> **Activity**:
Please copy each line below that contains the word "panel".

----- Records for the task -----

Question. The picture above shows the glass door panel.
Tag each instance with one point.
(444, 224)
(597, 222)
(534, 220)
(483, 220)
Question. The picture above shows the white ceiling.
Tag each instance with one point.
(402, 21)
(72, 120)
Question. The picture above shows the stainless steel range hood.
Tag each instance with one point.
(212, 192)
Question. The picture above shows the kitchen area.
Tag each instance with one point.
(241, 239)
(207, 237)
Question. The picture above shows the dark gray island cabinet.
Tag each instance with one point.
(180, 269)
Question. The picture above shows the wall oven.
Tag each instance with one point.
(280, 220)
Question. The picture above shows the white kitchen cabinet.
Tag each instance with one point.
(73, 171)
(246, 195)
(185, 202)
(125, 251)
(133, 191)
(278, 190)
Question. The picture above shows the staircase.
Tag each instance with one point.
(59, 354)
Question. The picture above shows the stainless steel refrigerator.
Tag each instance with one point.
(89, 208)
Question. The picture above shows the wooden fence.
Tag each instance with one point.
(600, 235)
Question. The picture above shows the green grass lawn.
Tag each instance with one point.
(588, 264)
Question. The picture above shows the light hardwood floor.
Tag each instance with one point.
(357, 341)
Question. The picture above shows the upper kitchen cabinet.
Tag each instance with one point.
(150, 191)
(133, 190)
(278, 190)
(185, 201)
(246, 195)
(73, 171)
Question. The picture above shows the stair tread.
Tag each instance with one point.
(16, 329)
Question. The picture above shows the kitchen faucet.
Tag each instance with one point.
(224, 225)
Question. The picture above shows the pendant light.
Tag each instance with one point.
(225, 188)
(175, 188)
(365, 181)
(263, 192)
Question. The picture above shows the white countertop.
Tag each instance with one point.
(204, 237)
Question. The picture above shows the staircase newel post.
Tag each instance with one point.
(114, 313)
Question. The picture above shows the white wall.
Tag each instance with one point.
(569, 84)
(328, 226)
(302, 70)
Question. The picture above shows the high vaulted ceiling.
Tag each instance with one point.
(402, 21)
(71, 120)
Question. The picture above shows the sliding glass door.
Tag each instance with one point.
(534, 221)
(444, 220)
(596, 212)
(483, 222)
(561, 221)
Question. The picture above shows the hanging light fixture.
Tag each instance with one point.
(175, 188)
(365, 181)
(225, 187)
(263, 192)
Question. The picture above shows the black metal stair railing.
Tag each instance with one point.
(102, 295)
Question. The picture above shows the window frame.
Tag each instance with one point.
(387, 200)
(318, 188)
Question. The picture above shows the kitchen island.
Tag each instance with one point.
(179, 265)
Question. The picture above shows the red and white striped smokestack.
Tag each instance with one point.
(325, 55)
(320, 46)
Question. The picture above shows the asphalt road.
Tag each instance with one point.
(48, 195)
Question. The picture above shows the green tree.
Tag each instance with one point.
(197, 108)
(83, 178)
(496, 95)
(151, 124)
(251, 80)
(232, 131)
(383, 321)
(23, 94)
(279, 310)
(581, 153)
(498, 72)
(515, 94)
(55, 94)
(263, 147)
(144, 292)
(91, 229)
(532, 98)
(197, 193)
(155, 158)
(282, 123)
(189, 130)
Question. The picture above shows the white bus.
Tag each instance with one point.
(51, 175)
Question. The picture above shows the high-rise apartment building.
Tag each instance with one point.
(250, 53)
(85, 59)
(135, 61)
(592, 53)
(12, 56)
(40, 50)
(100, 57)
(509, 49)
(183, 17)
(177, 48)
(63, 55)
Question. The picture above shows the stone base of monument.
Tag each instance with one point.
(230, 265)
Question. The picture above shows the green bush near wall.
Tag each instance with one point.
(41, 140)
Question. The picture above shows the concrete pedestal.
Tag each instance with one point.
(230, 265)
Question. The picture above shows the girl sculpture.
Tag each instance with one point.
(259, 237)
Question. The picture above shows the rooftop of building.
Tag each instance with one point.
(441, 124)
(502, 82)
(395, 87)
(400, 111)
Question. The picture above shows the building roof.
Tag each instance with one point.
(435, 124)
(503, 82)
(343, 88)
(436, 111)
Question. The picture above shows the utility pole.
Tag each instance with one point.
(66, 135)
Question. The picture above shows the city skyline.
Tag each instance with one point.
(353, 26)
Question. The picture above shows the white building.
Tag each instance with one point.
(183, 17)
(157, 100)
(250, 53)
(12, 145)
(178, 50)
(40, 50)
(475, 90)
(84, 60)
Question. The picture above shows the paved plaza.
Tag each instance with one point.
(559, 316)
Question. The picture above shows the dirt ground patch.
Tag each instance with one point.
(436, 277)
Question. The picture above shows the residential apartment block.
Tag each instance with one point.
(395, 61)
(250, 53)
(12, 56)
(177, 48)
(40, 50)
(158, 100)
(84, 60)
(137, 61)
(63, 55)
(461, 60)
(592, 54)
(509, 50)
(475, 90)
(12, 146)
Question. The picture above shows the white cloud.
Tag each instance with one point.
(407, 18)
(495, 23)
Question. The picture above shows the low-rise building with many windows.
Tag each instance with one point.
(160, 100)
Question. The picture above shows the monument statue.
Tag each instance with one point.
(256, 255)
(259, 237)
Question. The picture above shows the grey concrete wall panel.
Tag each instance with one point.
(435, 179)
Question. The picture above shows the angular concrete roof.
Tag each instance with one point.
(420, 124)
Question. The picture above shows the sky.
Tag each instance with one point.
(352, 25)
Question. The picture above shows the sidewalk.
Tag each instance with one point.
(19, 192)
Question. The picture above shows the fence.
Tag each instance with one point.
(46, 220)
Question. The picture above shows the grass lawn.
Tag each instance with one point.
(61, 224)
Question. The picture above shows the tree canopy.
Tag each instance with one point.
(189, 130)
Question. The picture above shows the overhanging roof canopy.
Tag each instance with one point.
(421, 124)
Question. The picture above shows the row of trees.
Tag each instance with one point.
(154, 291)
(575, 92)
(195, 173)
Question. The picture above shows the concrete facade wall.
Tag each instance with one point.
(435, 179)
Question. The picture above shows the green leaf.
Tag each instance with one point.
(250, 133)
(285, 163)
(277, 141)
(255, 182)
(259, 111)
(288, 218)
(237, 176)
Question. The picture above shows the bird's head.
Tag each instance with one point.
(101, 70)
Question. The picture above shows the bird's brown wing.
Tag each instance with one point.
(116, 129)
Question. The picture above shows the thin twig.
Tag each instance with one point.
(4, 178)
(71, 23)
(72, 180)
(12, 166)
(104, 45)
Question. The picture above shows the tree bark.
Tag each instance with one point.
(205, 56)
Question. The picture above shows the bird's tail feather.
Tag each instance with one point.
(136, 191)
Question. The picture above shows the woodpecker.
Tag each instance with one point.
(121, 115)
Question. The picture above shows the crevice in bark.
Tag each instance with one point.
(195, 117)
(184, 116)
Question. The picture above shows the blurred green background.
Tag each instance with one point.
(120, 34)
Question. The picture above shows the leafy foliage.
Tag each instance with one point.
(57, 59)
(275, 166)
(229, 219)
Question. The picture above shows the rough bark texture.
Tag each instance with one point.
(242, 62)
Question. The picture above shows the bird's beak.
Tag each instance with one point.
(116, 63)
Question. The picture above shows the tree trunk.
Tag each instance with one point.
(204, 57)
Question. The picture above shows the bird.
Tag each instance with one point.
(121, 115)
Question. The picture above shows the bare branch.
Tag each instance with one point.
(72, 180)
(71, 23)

-----
----- Records for the task -----

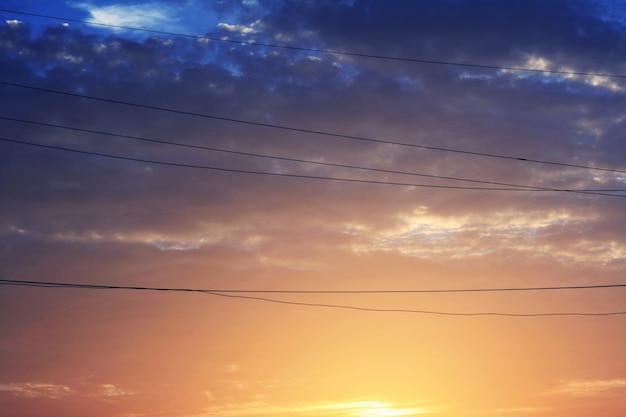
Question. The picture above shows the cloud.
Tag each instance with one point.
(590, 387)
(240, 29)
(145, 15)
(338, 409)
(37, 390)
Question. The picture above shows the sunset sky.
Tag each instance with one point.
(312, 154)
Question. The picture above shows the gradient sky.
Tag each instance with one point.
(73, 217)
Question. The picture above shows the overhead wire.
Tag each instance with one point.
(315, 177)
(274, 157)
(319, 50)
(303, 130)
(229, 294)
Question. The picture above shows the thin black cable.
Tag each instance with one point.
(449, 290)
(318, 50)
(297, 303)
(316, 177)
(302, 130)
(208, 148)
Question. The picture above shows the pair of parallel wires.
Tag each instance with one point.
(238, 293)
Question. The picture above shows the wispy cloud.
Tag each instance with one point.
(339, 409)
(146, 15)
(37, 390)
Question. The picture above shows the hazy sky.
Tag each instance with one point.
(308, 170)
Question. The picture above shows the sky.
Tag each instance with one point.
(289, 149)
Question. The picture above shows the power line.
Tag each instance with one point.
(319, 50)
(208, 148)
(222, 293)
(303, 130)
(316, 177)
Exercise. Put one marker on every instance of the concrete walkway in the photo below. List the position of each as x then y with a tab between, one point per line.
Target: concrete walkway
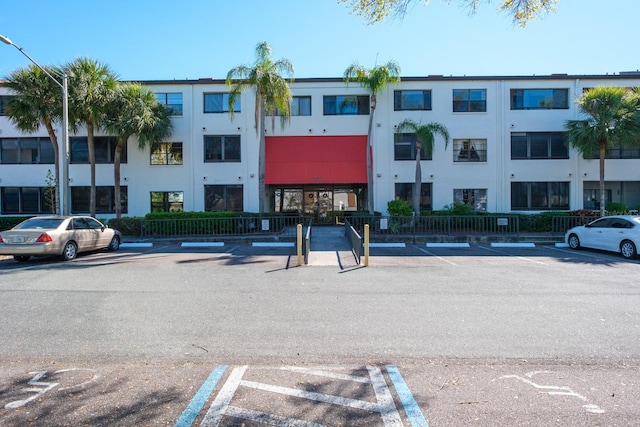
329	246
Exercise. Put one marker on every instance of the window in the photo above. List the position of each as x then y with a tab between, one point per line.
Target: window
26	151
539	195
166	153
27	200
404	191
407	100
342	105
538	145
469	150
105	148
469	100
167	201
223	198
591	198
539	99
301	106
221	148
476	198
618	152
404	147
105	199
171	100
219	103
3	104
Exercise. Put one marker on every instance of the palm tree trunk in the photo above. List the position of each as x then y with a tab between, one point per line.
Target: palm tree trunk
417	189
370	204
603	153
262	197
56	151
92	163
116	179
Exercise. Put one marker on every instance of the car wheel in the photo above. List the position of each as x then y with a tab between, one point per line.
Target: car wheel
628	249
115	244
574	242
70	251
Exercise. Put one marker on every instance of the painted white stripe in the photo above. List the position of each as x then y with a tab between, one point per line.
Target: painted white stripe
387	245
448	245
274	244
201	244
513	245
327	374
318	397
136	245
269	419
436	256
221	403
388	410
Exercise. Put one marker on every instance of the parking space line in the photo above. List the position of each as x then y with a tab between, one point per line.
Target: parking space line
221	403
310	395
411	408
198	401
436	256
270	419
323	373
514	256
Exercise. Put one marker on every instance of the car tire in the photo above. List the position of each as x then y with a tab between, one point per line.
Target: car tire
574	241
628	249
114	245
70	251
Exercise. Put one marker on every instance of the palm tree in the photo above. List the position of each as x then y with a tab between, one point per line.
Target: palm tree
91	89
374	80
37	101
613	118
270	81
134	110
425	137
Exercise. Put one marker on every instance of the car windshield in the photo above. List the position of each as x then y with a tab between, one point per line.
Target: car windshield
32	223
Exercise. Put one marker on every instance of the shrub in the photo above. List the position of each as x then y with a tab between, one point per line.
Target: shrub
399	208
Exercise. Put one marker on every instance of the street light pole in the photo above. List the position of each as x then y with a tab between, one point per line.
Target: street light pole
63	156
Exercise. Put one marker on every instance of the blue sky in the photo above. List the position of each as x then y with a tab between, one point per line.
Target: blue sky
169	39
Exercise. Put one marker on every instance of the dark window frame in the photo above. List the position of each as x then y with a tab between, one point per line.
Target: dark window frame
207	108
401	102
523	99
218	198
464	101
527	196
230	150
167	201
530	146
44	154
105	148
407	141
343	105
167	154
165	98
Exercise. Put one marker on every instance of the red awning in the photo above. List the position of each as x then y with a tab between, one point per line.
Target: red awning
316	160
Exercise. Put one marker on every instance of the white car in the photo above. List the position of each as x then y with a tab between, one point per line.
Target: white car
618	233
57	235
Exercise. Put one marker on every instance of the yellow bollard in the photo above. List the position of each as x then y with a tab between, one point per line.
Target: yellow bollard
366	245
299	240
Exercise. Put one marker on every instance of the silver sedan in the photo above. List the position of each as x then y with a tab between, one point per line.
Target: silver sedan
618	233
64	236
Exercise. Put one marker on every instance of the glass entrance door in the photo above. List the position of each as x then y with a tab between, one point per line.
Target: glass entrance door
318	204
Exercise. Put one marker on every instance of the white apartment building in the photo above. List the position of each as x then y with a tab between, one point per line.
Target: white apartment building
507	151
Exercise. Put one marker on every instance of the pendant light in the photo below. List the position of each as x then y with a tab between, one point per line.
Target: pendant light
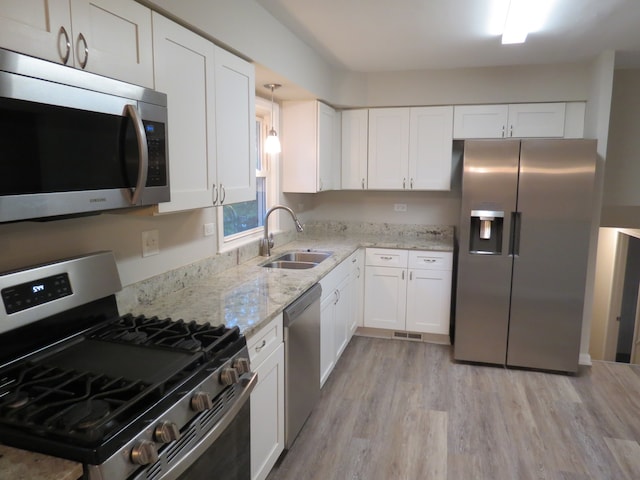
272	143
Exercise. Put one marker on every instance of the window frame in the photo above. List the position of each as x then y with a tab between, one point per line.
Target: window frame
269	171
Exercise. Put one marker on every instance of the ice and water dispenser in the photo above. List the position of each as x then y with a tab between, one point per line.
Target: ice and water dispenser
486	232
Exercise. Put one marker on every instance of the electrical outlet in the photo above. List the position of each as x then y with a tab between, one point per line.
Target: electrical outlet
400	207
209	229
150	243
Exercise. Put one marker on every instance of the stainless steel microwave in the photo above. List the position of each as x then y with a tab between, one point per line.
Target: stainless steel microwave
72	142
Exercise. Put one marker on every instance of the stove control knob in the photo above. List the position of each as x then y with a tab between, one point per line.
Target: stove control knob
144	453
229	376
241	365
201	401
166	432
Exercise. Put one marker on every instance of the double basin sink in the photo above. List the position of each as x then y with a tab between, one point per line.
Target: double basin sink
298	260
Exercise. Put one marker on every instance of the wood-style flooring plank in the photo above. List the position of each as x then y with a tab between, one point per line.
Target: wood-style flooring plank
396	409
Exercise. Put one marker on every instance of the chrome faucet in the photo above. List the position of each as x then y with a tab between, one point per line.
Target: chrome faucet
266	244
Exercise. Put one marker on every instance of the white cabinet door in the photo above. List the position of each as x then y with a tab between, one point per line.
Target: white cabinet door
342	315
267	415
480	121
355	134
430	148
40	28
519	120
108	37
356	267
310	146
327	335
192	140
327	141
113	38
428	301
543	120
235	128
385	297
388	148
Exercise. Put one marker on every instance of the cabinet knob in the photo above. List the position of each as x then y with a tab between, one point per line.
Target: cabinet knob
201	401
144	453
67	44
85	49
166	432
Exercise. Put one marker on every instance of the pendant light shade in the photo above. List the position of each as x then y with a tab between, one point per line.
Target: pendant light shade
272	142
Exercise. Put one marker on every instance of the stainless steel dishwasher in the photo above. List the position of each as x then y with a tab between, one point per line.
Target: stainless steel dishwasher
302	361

-----

> **Exercise result**:
Question. The picture above shows the glass door panel.
Question. The picture above shows the grey concrete wall panel.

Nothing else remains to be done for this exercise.